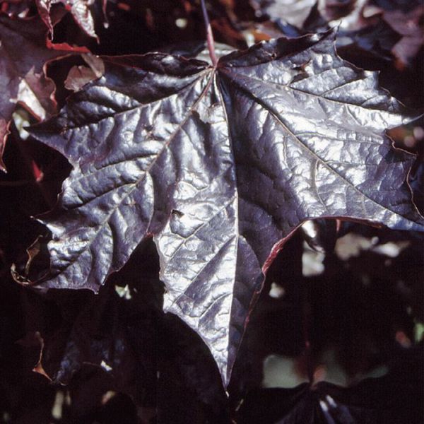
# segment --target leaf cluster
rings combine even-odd
[[[203,3],[0,0],[0,420],[421,423],[422,4]]]

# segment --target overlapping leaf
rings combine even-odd
[[[94,19],[91,14],[90,7],[95,0],[35,0],[40,16],[47,25],[49,31],[53,33],[53,25],[50,18],[50,8],[52,5],[62,3],[69,6],[72,16],[79,27],[90,37],[97,38],[94,28]],[[103,13],[105,13],[107,0],[102,0]]]
[[[405,181],[413,157],[384,135],[410,118],[334,38],[271,40],[216,67],[107,59],[32,130],[73,166],[44,220],[45,285],[98,290],[153,235],[165,310],[200,334],[227,383],[263,274],[303,220],[423,229]]]
[[[11,19],[0,15],[0,169],[12,114],[22,103],[40,119],[55,112],[54,84],[45,74],[49,61],[87,52],[66,44],[46,45],[46,28],[37,18]]]

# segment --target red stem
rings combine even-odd
[[[205,0],[201,0],[201,11],[204,16],[204,20],[205,26],[206,27],[206,41],[208,42],[208,49],[209,50],[209,57],[212,61],[212,64],[216,66],[218,63],[218,59],[215,54],[215,42],[213,41],[213,35],[212,34],[212,27],[209,22],[209,16],[208,16],[208,11],[206,11],[206,6],[205,4]]]

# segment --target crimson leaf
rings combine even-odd
[[[53,4],[62,3],[69,8],[72,16],[79,27],[90,37],[98,38],[94,28],[94,19],[90,7],[95,0],[35,0],[41,18],[53,33],[53,25],[50,18],[50,8]],[[105,16],[107,0],[102,0],[102,8]]]
[[[0,15],[0,169],[12,114],[17,102],[40,119],[56,111],[54,83],[45,74],[46,64],[85,47],[47,42],[47,30],[37,18],[11,19]],[[19,48],[17,48],[17,46]]]
[[[411,118],[334,43],[333,33],[281,38],[216,67],[107,59],[104,76],[32,129],[73,166],[42,220],[45,285],[97,291],[153,235],[164,309],[200,334],[226,384],[252,297],[302,222],[423,230],[405,182],[413,156],[384,135]]]

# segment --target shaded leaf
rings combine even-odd
[[[66,44],[46,45],[46,28],[37,17],[11,19],[0,15],[0,169],[12,114],[19,102],[38,119],[55,112],[54,83],[46,64],[69,54],[87,52]],[[19,48],[16,48],[19,46]]]
[[[53,4],[61,3],[69,7],[79,27],[90,37],[98,38],[94,28],[94,19],[90,7],[96,0],[35,0],[40,16],[49,28],[49,32],[53,34],[53,25],[50,18],[50,8]],[[107,0],[98,0],[102,1],[103,12],[106,8]]]
[[[405,356],[408,366],[394,364],[387,375],[367,379],[346,389],[320,382],[303,384],[295,389],[252,391],[240,406],[237,422],[419,424],[423,378],[414,370],[423,367],[422,348],[417,348]]]
[[[414,157],[384,135],[411,118],[334,39],[271,40],[216,68],[105,59],[103,76],[31,131],[73,166],[42,219],[45,286],[97,291],[153,235],[164,310],[199,333],[226,384],[264,273],[304,220],[423,230],[405,181]]]

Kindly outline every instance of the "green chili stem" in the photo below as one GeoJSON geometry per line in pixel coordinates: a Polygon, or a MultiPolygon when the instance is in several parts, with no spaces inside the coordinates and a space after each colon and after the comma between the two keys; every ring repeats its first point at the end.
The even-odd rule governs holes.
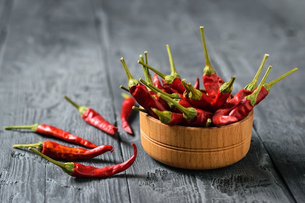
{"type": "Polygon", "coordinates": [[[169,59],[170,60],[170,65],[171,66],[171,75],[175,77],[181,78],[180,75],[178,74],[177,71],[176,70],[176,67],[172,59],[172,52],[171,52],[171,48],[168,44],[166,45],[166,49],[167,49],[167,53],[169,55],[169,59]]]}
{"type": "Polygon", "coordinates": [[[255,74],[255,75],[254,76],[253,80],[244,88],[245,90],[253,91],[255,89],[255,88],[256,88],[256,85],[257,84],[257,80],[258,80],[258,78],[261,74],[261,73],[262,72],[263,68],[264,68],[264,66],[265,65],[265,63],[268,56],[269,56],[269,55],[267,54],[266,54],[264,55],[263,61],[262,61],[261,65],[260,66],[258,70],[257,71],[257,72],[256,72],[256,74],[255,74]]]}
{"type": "Polygon", "coordinates": [[[140,108],[138,107],[136,107],[135,106],[133,106],[133,109],[136,111],[142,111],[144,113],[148,114],[148,111],[145,109],[140,108]]]}
{"type": "Polygon", "coordinates": [[[203,69],[203,74],[210,75],[211,74],[216,74],[215,70],[211,66],[210,62],[210,58],[209,54],[208,53],[208,49],[207,49],[207,45],[206,44],[206,39],[204,36],[204,27],[200,26],[200,33],[201,34],[201,40],[202,41],[202,45],[203,46],[203,50],[205,53],[206,57],[206,66],[203,69]]]}
{"type": "Polygon", "coordinates": [[[5,126],[4,127],[4,129],[31,129],[34,131],[36,131],[37,129],[37,127],[39,126],[39,124],[36,123],[34,125],[32,125],[31,126],[5,126]]]}
{"type": "Polygon", "coordinates": [[[39,151],[42,148],[42,143],[43,143],[44,141],[40,141],[38,142],[37,143],[33,143],[33,144],[16,144],[13,146],[13,148],[29,148],[30,147],[32,148],[35,148],[39,151]]]}
{"type": "Polygon", "coordinates": [[[257,98],[257,96],[261,91],[262,87],[263,87],[263,85],[264,84],[265,81],[266,80],[266,79],[267,78],[267,77],[269,74],[269,73],[270,72],[270,71],[271,71],[272,68],[272,67],[271,66],[269,66],[269,67],[268,68],[268,70],[267,70],[267,71],[266,72],[266,73],[264,75],[264,77],[263,78],[263,79],[262,79],[261,82],[260,82],[259,85],[258,85],[257,88],[256,89],[256,90],[255,90],[254,92],[253,93],[245,97],[246,99],[249,99],[251,100],[251,105],[252,106],[254,106],[256,103],[256,98],[257,98]]]}
{"type": "Polygon", "coordinates": [[[121,88],[122,90],[124,90],[126,92],[129,92],[129,90],[128,89],[128,88],[124,87],[123,85],[120,85],[120,88],[121,88]]]}
{"type": "Polygon", "coordinates": [[[79,113],[80,113],[80,115],[82,115],[83,113],[84,113],[84,112],[86,110],[87,110],[87,109],[88,109],[88,107],[86,107],[85,106],[79,106],[79,105],[77,105],[76,103],[75,103],[74,101],[72,101],[72,100],[71,99],[69,98],[66,95],[64,95],[63,96],[63,97],[69,102],[70,102],[72,105],[74,106],[75,107],[76,107],[76,109],[77,109],[78,110],[78,111],[79,111],[79,113]]]}
{"type": "Polygon", "coordinates": [[[273,85],[274,85],[274,84],[275,84],[276,83],[277,83],[278,82],[280,81],[280,80],[282,80],[283,78],[284,78],[285,77],[286,77],[288,75],[292,73],[297,71],[297,70],[298,70],[298,68],[295,68],[291,70],[290,71],[288,71],[288,72],[286,73],[286,74],[283,74],[282,75],[280,76],[280,77],[278,77],[277,78],[276,78],[276,79],[271,81],[271,82],[269,82],[268,83],[265,83],[263,85],[264,87],[266,89],[266,90],[267,90],[268,92],[270,92],[270,89],[271,89],[271,88],[273,85]]]}
{"type": "Polygon", "coordinates": [[[29,149],[31,151],[36,153],[38,155],[44,158],[47,160],[49,161],[50,162],[60,167],[62,170],[65,171],[66,173],[71,174],[71,173],[74,172],[74,164],[73,162],[66,162],[65,163],[62,163],[61,162],[59,162],[53,159],[52,159],[48,156],[43,154],[40,151],[38,151],[37,150],[35,150],[32,148],[31,147],[29,148],[29,149]]]}
{"type": "Polygon", "coordinates": [[[219,88],[220,92],[223,94],[225,94],[232,92],[232,90],[233,90],[233,83],[234,83],[236,78],[236,76],[234,75],[231,78],[229,81],[225,82],[221,85],[219,88]]]}
{"type": "Polygon", "coordinates": [[[165,94],[162,94],[160,92],[157,93],[158,96],[160,97],[167,102],[172,103],[176,108],[177,108],[183,114],[183,117],[187,121],[190,121],[193,119],[197,115],[197,110],[192,107],[185,107],[179,104],[174,99],[168,96],[165,94]]]}
{"type": "Polygon", "coordinates": [[[121,58],[121,63],[122,63],[122,66],[124,68],[124,70],[125,71],[125,73],[126,74],[126,76],[127,76],[127,79],[128,80],[128,88],[130,89],[130,88],[134,85],[136,85],[137,83],[139,82],[136,79],[135,79],[133,77],[129,69],[128,69],[128,67],[126,65],[125,61],[123,57],[121,58]]]}
{"type": "Polygon", "coordinates": [[[166,81],[166,82],[168,84],[171,84],[173,80],[174,80],[174,79],[175,79],[175,77],[174,77],[172,75],[166,75],[165,74],[163,74],[162,73],[161,73],[160,72],[156,70],[156,69],[155,69],[154,68],[152,68],[152,67],[151,67],[151,66],[143,63],[142,61],[141,61],[140,60],[138,60],[138,63],[143,65],[143,66],[146,66],[146,67],[147,67],[147,68],[151,70],[152,71],[153,71],[154,73],[155,73],[156,74],[158,74],[158,75],[159,75],[160,77],[161,77],[162,78],[164,79],[164,80],[166,81]]]}

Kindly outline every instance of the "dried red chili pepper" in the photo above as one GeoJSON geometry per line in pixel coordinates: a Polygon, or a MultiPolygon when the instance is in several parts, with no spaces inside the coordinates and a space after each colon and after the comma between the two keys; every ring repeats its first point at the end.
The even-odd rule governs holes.
{"type": "Polygon", "coordinates": [[[218,109],[215,112],[213,117],[219,116],[221,115],[227,115],[232,108],[238,104],[246,96],[251,94],[251,93],[253,92],[256,88],[257,80],[264,68],[266,60],[268,56],[269,55],[268,54],[266,54],[264,55],[262,63],[261,63],[261,65],[253,80],[245,86],[244,88],[240,89],[238,92],[234,95],[233,98],[230,99],[223,107],[218,109]]]}
{"type": "Polygon", "coordinates": [[[203,69],[202,81],[209,96],[214,98],[217,94],[219,87],[224,83],[224,80],[216,73],[210,62],[208,49],[204,37],[204,27],[200,26],[201,39],[206,57],[206,66],[203,69]]]}
{"type": "Polygon", "coordinates": [[[255,105],[257,105],[262,100],[266,98],[266,96],[269,94],[270,92],[270,90],[272,87],[273,85],[274,85],[276,83],[282,80],[285,77],[286,77],[288,75],[292,73],[297,71],[298,70],[297,68],[295,68],[291,70],[286,74],[283,74],[277,78],[271,81],[271,82],[269,82],[267,83],[265,83],[263,85],[263,87],[261,90],[258,96],[257,96],[257,99],[256,99],[256,103],[255,103],[255,105]]]}
{"type": "Polygon", "coordinates": [[[229,82],[225,82],[220,86],[217,95],[211,104],[212,111],[217,110],[227,103],[228,98],[231,95],[233,90],[233,83],[235,78],[236,76],[233,76],[229,82]]]}
{"type": "Polygon", "coordinates": [[[54,159],[74,161],[91,159],[107,151],[113,152],[114,148],[110,145],[101,145],[91,149],[74,148],[60,145],[49,140],[37,143],[14,145],[14,148],[35,148],[43,154],[54,159]]]}
{"type": "Polygon", "coordinates": [[[173,91],[176,91],[180,93],[183,93],[185,91],[185,89],[183,87],[183,85],[181,84],[181,79],[179,77],[172,75],[166,75],[165,74],[163,74],[151,66],[143,63],[141,61],[138,61],[138,63],[145,66],[148,69],[153,71],[163,78],[165,81],[166,81],[166,83],[170,85],[172,92],[173,91]]]}
{"type": "Polygon", "coordinates": [[[124,171],[133,164],[136,157],[137,148],[134,144],[132,143],[132,145],[133,147],[133,155],[129,159],[120,164],[102,168],[85,166],[75,162],[62,163],[51,159],[32,148],[29,148],[29,149],[60,167],[64,172],[71,176],[79,178],[104,178],[124,171]]]}
{"type": "Polygon", "coordinates": [[[140,106],[147,110],[152,117],[157,118],[158,116],[151,108],[154,108],[160,111],[166,110],[165,108],[152,97],[146,86],[133,77],[123,58],[121,58],[121,62],[128,79],[129,92],[140,106]]]}
{"type": "Polygon", "coordinates": [[[191,83],[186,84],[184,79],[181,81],[184,86],[190,102],[194,106],[206,110],[210,110],[214,99],[199,90],[194,88],[191,83]]]}
{"type": "Polygon", "coordinates": [[[78,110],[80,116],[87,123],[110,134],[113,135],[117,132],[117,127],[110,124],[94,109],[85,106],[79,106],[66,95],[64,97],[78,110]]]}
{"type": "Polygon", "coordinates": [[[97,147],[97,145],[83,138],[46,124],[36,124],[31,126],[6,126],[4,129],[31,129],[38,133],[51,135],[70,143],[81,145],[88,148],[95,148],[97,147]]]}
{"type": "Polygon", "coordinates": [[[128,119],[133,112],[133,107],[135,105],[135,100],[133,96],[124,93],[122,93],[122,96],[124,97],[121,110],[122,128],[129,133],[133,134],[128,119]]]}

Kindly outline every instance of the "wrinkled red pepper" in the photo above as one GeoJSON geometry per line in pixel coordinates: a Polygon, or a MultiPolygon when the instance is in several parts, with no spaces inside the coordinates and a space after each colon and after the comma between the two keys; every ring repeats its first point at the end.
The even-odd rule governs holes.
{"type": "Polygon", "coordinates": [[[200,26],[200,32],[201,33],[201,39],[206,57],[206,66],[203,69],[202,81],[209,96],[214,98],[217,94],[217,91],[219,87],[224,82],[220,76],[216,73],[216,71],[215,71],[210,62],[210,58],[204,37],[203,26],[200,26]]]}
{"type": "Polygon", "coordinates": [[[111,135],[114,134],[117,132],[117,127],[110,124],[93,109],[84,106],[79,106],[66,95],[64,97],[78,110],[81,117],[87,123],[111,135]]]}
{"type": "Polygon", "coordinates": [[[36,124],[31,126],[6,126],[4,129],[31,129],[38,133],[51,135],[70,143],[81,145],[88,148],[95,148],[97,147],[97,145],[83,138],[46,124],[36,124]]]}
{"type": "Polygon", "coordinates": [[[132,143],[132,145],[133,147],[133,155],[129,159],[120,164],[102,168],[85,166],[75,162],[62,163],[51,159],[31,147],[29,149],[60,167],[64,172],[71,176],[78,178],[104,178],[124,171],[133,164],[136,157],[137,148],[134,144],[132,143]]]}
{"type": "Polygon", "coordinates": [[[14,148],[35,148],[48,157],[57,160],[74,161],[91,159],[107,151],[112,152],[114,148],[110,145],[101,145],[91,149],[74,148],[60,145],[49,140],[37,143],[14,145],[14,148]]]}
{"type": "Polygon", "coordinates": [[[122,128],[129,133],[133,134],[128,120],[133,112],[133,107],[135,105],[135,100],[133,96],[126,93],[122,93],[122,96],[124,97],[121,110],[122,128]]]}

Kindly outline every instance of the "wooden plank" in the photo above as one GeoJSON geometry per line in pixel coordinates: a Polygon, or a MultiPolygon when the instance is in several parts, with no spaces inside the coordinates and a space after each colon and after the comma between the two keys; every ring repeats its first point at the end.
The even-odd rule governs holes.
{"type": "MultiPolygon", "coordinates": [[[[274,67],[268,81],[294,67],[300,68],[296,74],[272,87],[270,95],[256,108],[254,127],[294,199],[302,202],[305,181],[300,174],[304,173],[301,171],[305,168],[305,150],[304,113],[299,107],[304,106],[305,97],[299,92],[303,92],[302,78],[305,75],[302,68],[305,64],[302,39],[305,27],[294,20],[303,19],[304,13],[297,9],[291,18],[282,12],[283,9],[276,9],[286,8],[285,4],[277,2],[275,9],[265,7],[265,1],[243,1],[238,7],[225,1],[210,4],[197,3],[188,4],[192,18],[207,24],[211,33],[219,33],[210,35],[209,38],[215,55],[220,56],[215,62],[222,68],[230,70],[228,62],[234,62],[253,74],[255,70],[250,70],[248,65],[253,67],[252,64],[257,64],[254,60],[266,53],[270,54],[267,65],[274,67]],[[210,7],[216,10],[208,9],[210,7]],[[217,18],[204,18],[212,12],[218,14],[217,18]],[[226,23],[222,23],[223,16],[226,23]],[[287,96],[288,92],[289,96],[287,96]]],[[[292,9],[293,5],[290,4],[288,10],[292,9]]]]}
{"type": "MultiPolygon", "coordinates": [[[[112,153],[81,163],[99,167],[122,162],[117,136],[85,123],[63,97],[67,94],[115,123],[90,2],[14,3],[1,67],[0,125],[50,124],[114,148],[112,153]]],[[[75,146],[27,131],[1,130],[1,202],[129,201],[124,173],[76,179],[26,149],[12,148],[46,139],[75,146]]]]}
{"type": "MultiPolygon", "coordinates": [[[[100,23],[98,30],[100,33],[106,35],[102,37],[102,41],[109,43],[107,55],[113,81],[113,92],[116,98],[116,114],[120,127],[118,115],[122,99],[119,98],[123,91],[119,90],[118,86],[128,86],[126,75],[118,74],[123,71],[120,58],[124,57],[132,74],[138,79],[143,75],[142,68],[136,61],[139,55],[147,51],[149,64],[162,72],[169,74],[165,48],[165,45],[168,43],[172,48],[179,74],[185,76],[187,80],[194,81],[195,77],[201,77],[204,67],[199,27],[205,24],[200,24],[192,19],[193,11],[189,10],[191,6],[186,2],[178,4],[178,6],[172,1],[144,2],[134,0],[120,4],[114,2],[100,3],[95,2],[94,7],[100,23]],[[159,5],[162,6],[158,6],[159,5]]],[[[212,5],[214,3],[206,3],[212,5]]],[[[215,8],[210,7],[207,9],[210,9],[210,13],[202,12],[202,19],[213,19],[216,13],[219,15],[215,8]],[[212,15],[213,13],[215,14],[212,15]]],[[[219,16],[218,18],[221,19],[224,17],[219,16]]],[[[208,24],[211,25],[212,29],[219,28],[211,25],[210,22],[208,24]]],[[[212,30],[210,33],[214,31],[212,30]]],[[[213,39],[212,37],[212,41],[213,39]]],[[[210,42],[210,40],[208,41],[210,42]]],[[[214,62],[222,55],[216,54],[211,46],[209,44],[211,57],[214,58],[214,62]]],[[[216,48],[219,47],[216,46],[216,48]]],[[[222,53],[229,51],[229,49],[225,49],[222,53]]],[[[236,52],[233,54],[234,56],[237,55],[236,52]]],[[[254,67],[256,70],[263,55],[255,56],[254,67]]],[[[248,62],[247,60],[242,62],[248,62]]],[[[230,68],[232,74],[237,75],[239,73],[238,76],[248,75],[247,72],[241,73],[241,71],[233,65],[230,68]]],[[[225,69],[220,73],[226,73],[225,69]]],[[[237,87],[243,87],[245,83],[252,79],[253,75],[239,78],[237,87]]],[[[228,79],[231,76],[231,74],[226,75],[224,78],[228,79]]],[[[133,120],[132,126],[133,135],[128,135],[120,129],[121,140],[123,143],[134,142],[140,146],[137,115],[133,120]]],[[[122,148],[126,159],[129,154],[125,152],[129,150],[125,146],[124,144],[122,148]]],[[[169,167],[153,160],[142,148],[138,148],[136,167],[133,167],[132,174],[129,175],[128,179],[132,202],[149,202],[152,200],[155,202],[164,200],[169,202],[276,202],[283,200],[286,202],[294,202],[255,131],[253,132],[251,148],[246,157],[235,165],[217,170],[197,171],[169,167]]]]}

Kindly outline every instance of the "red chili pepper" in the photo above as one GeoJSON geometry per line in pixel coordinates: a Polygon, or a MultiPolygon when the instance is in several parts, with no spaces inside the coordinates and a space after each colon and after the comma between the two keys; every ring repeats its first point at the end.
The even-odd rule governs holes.
{"type": "Polygon", "coordinates": [[[129,159],[119,164],[102,168],[85,166],[75,162],[62,163],[51,159],[32,148],[29,148],[29,149],[60,167],[64,172],[71,176],[79,178],[104,178],[124,171],[133,164],[136,157],[137,148],[134,144],[132,143],[132,145],[133,147],[133,155],[129,159]]]}
{"type": "Polygon", "coordinates": [[[235,78],[236,77],[233,76],[229,82],[225,82],[220,86],[217,95],[211,104],[212,111],[217,110],[227,103],[228,98],[231,95],[233,89],[233,83],[235,78]]]}
{"type": "Polygon", "coordinates": [[[110,134],[113,135],[117,132],[117,127],[110,124],[93,109],[84,106],[79,106],[66,95],[64,97],[78,110],[81,117],[87,123],[110,134]]]}
{"type": "Polygon", "coordinates": [[[203,26],[200,26],[200,32],[201,33],[201,39],[206,57],[206,66],[203,69],[202,81],[209,96],[214,98],[216,97],[219,87],[223,84],[224,80],[216,74],[215,70],[213,68],[210,62],[210,58],[209,57],[204,37],[203,26]]]}
{"type": "Polygon", "coordinates": [[[31,129],[38,133],[51,135],[70,143],[81,145],[88,148],[95,148],[97,147],[97,145],[88,140],[46,124],[36,124],[31,126],[6,126],[4,129],[31,129]]]}
{"type": "Polygon", "coordinates": [[[158,116],[151,108],[154,108],[160,111],[166,110],[165,108],[152,96],[146,86],[133,77],[123,58],[121,58],[121,62],[128,79],[129,92],[140,106],[147,110],[152,117],[157,118],[158,116]]]}
{"type": "Polygon", "coordinates": [[[269,82],[267,83],[265,83],[263,85],[263,87],[260,92],[258,96],[257,96],[257,99],[256,99],[256,103],[255,105],[257,105],[262,100],[266,98],[266,96],[268,95],[269,92],[270,92],[270,90],[271,88],[272,87],[273,85],[274,85],[278,82],[279,82],[280,80],[282,80],[284,78],[286,77],[288,75],[292,73],[297,71],[298,69],[297,68],[295,68],[293,69],[288,71],[286,74],[284,74],[282,76],[278,77],[275,80],[272,80],[271,82],[269,82]]]}
{"type": "Polygon", "coordinates": [[[43,154],[54,159],[65,161],[91,159],[106,152],[112,152],[114,148],[110,145],[101,145],[91,149],[74,148],[47,140],[37,143],[14,145],[14,148],[32,147],[43,154]]]}
{"type": "Polygon", "coordinates": [[[122,127],[126,132],[133,134],[133,130],[130,127],[128,119],[133,112],[133,107],[135,105],[135,100],[133,96],[124,93],[122,93],[122,96],[124,98],[122,103],[121,110],[122,127]]]}
{"type": "Polygon", "coordinates": [[[191,83],[186,84],[184,79],[182,80],[182,83],[188,92],[188,98],[192,105],[201,109],[211,109],[213,98],[199,90],[194,88],[191,83]]]}
{"type": "MultiPolygon", "coordinates": [[[[240,101],[246,96],[251,94],[256,88],[257,80],[261,74],[262,70],[264,68],[265,62],[269,55],[265,54],[264,56],[261,65],[260,66],[254,77],[252,81],[247,85],[244,88],[242,88],[235,94],[233,98],[227,102],[223,107],[218,109],[214,113],[213,117],[221,115],[228,115],[232,108],[238,104],[240,101]]],[[[235,119],[233,119],[234,120],[235,119]]]]}

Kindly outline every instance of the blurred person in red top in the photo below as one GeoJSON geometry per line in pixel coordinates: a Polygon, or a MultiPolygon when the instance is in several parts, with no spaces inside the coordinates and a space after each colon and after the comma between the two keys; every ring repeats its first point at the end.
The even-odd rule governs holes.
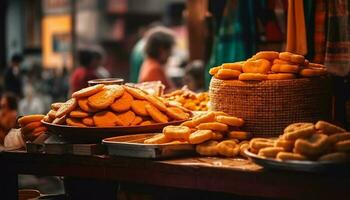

_AIM OF THE EXERCISE_:
Retype everything from the start of the items above down to the line containing "[[[203,3],[0,0],[0,420],[421,423],[422,4]]]", both ends included, leaving out the pictures.

_FULL ANSWER_:
# segment --target leaf cluster
rings combine even-odd
[[[203,3],[0,0],[0,420],[421,423],[422,4]]]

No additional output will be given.